# start of SELECTED EXTRACT
ELECTRICAL CONNECTOR WITH CROSSTALK COMPENSATION
[0001] The invention relates generally to electrical connectors, and more particularly, to a modular connector with compensation for crosstalk among multiple signal paths through the connector.
[0002] In electrical systems, there is increasing concern for preserving signal integrity as signal speed and bandwidth increase. One source of signal degradation is crosstalk between multiple signal paths. In the case of an electrical connector carrying multiple signals, crosstalk occurs when signals conducted over a first signal path are partly transferred by inductive or capacitive coupling into a second signal path. The transferred signals produce crosstalk in the second path that degrades the signal routed over the second path.
[0003] For example, a typical industry standard type RJ-45 communication connector includes four pairs of conductors defining four different signal paths. In conventional RJ-45 plug and jack connectors, all four pairs of conductors extend closely parallel to one another over a length of the connector body. Thus, the problem is that signal crosstalk may be induced between and among different pairs of connector conductors. The amplitude of the crosstalk, or the degree of signal degradation, generally increases as the frequency increases.
[0004] In the case of RJ-45 connectors, the plug design is controlled by industry standards which require it to contain a substantial amount of crosstalk. Therefore, efforts to counteract crosstalk are typically applied to the mating jack. In one approach, terminal contacts in the jack are formed with free ends that are deflected to contact a compensation coupling contact when a plug is mated with the jack. See, for example, U.S. Patent No. 6,350,158. In general, the effectiveness of these measures is influenced by the proximity of the corrective measure to the main source of the crosstalk, e.g., the mating plug.
[0005] The solution to the problem is provided by an electrical jack as disclosed herein that suppresses or compensates for crosstalk, and ideally, the
crosstalk compensation is introduced as close as possible to the source of the crosstalk. The electrical jack includes a housing having a mating end configured to receive a mating plug. A plurality of signal contacts are arranged in differential pairs, and each of the signal contacts carries a signal from or to a plug contact in the mating plug. The electrical jack includes a plurality of compensation contacts, wherein each compensation contact engages a respective plug contact in the mating plug independent of the signal contact, and the compensation contacts provide crosstalk compensation.
[0006] The invention will now be described by way of example wit reference to the accompanying drawings in which:
[0007] Figure 1 is a perspective view of a connector having a jack formed in accordance with an exemplary embodiment of the present invention.
[0008] Figure 2 is a perspective view of the plug shown in Figure 1 mated with a jack insert formed in accordance with the present invention.
# end of SELECTED EXTRACT
# start of RECORD EXCERPTS
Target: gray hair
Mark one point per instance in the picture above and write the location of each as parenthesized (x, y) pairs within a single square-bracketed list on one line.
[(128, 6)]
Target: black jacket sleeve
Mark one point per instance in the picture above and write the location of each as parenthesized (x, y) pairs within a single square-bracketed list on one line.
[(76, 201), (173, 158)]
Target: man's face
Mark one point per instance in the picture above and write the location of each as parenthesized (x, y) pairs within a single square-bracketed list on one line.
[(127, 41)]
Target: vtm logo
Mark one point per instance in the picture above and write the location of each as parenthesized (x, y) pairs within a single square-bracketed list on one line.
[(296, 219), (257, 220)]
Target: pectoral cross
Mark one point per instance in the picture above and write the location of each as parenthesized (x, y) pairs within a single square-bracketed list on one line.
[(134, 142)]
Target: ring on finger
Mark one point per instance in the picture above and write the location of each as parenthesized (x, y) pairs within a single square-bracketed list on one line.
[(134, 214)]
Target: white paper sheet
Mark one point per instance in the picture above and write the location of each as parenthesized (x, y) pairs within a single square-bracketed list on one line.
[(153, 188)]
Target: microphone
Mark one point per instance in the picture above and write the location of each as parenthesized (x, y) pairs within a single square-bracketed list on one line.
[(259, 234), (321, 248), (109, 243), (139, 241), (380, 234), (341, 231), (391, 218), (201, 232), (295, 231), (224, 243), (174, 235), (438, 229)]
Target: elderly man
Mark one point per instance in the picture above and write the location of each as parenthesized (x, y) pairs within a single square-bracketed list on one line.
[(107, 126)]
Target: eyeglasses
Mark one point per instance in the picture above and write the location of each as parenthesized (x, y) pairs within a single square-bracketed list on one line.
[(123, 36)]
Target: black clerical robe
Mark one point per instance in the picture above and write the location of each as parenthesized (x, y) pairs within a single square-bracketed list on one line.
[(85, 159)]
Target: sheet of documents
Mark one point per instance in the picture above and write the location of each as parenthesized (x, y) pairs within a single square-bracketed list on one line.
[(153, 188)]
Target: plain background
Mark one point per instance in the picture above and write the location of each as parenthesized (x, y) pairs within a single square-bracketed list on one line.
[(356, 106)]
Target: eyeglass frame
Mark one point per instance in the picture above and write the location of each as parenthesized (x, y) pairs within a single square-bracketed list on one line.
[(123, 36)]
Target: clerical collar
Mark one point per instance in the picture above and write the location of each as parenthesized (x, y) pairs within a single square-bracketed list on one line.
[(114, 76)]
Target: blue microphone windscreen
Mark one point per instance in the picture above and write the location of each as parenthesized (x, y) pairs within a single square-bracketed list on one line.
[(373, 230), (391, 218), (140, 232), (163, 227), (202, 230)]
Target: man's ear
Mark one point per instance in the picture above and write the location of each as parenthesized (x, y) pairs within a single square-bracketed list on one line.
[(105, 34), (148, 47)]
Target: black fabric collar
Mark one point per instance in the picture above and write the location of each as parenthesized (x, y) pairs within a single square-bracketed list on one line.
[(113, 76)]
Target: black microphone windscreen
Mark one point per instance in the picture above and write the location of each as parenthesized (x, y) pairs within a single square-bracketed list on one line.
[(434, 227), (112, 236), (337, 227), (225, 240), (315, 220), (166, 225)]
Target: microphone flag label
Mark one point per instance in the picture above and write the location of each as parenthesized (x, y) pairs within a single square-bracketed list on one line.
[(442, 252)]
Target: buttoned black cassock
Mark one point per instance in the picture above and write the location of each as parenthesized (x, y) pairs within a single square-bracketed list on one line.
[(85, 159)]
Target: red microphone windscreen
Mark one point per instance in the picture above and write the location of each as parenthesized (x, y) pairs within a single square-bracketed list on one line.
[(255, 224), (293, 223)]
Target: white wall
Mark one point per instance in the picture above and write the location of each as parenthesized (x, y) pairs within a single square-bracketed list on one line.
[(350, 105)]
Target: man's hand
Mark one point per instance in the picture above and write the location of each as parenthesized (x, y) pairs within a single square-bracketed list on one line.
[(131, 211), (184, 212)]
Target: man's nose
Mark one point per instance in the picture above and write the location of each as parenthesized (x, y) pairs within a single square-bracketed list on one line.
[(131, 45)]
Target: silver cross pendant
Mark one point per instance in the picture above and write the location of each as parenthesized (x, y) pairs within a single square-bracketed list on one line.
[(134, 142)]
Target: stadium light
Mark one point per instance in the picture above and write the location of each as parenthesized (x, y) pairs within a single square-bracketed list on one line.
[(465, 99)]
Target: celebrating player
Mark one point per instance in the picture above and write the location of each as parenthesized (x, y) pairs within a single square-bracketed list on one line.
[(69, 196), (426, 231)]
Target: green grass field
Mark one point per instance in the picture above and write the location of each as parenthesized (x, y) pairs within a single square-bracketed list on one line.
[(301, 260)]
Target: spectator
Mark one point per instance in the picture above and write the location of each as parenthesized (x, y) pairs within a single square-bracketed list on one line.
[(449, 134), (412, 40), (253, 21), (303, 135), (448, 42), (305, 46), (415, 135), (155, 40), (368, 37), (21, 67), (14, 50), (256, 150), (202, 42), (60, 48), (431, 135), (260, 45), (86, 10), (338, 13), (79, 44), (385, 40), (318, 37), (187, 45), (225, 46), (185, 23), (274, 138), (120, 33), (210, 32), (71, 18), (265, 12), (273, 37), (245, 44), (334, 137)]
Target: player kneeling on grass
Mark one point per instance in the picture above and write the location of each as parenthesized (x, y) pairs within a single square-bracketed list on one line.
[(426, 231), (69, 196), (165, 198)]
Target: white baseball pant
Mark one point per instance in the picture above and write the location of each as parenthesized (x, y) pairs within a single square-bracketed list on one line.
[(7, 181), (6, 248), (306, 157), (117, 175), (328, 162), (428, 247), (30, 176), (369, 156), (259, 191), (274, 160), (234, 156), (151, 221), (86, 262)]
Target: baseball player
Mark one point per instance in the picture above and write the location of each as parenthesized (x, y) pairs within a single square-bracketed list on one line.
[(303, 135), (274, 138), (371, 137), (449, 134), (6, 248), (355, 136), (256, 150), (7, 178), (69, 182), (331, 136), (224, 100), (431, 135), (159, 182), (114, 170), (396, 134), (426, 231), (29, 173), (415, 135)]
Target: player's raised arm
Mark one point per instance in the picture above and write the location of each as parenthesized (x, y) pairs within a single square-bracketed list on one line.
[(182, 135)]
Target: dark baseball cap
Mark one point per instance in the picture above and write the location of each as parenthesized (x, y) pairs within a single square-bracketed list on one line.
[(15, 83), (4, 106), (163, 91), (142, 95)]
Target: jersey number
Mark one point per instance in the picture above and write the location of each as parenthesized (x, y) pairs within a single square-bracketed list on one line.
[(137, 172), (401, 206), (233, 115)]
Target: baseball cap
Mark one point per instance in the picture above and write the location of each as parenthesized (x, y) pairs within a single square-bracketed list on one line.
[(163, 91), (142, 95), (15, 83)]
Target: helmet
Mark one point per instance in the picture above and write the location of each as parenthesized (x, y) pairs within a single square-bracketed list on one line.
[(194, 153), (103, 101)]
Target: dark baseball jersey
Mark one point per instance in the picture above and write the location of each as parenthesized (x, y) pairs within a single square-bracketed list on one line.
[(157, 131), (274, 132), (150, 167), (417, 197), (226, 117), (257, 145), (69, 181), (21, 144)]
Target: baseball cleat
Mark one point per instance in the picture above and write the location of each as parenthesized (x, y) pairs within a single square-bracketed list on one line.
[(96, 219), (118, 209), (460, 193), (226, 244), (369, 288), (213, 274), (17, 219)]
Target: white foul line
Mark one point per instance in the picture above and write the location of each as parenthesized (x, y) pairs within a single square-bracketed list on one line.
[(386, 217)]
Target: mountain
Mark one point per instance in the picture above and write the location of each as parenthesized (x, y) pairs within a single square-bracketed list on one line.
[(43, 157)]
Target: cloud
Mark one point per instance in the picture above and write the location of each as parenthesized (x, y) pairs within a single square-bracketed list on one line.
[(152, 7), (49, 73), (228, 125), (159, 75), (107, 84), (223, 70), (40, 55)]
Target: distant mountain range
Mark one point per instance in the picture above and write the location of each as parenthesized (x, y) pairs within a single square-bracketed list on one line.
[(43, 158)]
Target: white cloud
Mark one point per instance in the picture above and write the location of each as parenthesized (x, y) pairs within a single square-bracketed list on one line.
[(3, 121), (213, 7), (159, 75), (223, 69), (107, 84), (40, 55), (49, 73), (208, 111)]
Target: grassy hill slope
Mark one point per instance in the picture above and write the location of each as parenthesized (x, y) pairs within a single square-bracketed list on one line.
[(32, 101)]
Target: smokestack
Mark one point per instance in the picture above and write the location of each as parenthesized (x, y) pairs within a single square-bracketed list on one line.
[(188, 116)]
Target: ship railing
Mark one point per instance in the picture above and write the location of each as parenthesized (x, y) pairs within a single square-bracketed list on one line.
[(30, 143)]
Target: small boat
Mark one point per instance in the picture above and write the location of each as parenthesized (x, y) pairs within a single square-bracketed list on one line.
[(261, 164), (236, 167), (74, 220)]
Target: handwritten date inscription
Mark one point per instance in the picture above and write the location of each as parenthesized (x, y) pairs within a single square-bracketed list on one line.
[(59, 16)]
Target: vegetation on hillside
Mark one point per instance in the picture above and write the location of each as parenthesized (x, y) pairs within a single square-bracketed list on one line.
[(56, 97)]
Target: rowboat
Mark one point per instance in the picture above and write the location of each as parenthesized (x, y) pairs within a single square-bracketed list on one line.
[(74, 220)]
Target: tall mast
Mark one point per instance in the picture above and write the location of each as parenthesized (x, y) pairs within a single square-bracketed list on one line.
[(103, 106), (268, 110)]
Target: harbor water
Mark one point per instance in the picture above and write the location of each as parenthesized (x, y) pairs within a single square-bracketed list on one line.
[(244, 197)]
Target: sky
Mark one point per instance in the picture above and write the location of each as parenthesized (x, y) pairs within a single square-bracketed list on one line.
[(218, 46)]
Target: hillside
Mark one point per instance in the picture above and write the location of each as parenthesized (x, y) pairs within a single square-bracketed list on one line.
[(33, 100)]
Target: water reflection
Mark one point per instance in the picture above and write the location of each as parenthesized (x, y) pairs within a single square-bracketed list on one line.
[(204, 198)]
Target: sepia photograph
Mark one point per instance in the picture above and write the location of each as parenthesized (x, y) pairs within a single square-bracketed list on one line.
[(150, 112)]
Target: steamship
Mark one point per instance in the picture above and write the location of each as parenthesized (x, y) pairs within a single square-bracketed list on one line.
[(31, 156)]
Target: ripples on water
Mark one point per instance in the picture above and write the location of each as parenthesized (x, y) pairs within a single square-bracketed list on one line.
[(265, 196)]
# end of RECORD EXCERPTS
**EXERCISE REQUIREMENTS:** Please repeat the part of the crosstalk connector excerpt that opens with "[0003] For example, a" and closes with "the frequency increases.". Swap "RJ-45" for "RJ-11" throughout.

**FULL OUTPUT:**
[0003] For example, a typical industry standard type RJ-11 communication connector includes four pairs of conductors defining four different signal paths. In conventional RJ-11 plug and jack connectors, all four pairs of conductors extend closely parallel to one another over a length of the connector body. Thus, the problem is that signal crosstalk may be induced between and among different pairs of connector conductors. The amplitude of the crosstalk, or the degree of signal degradation, generally increases as the frequency increases.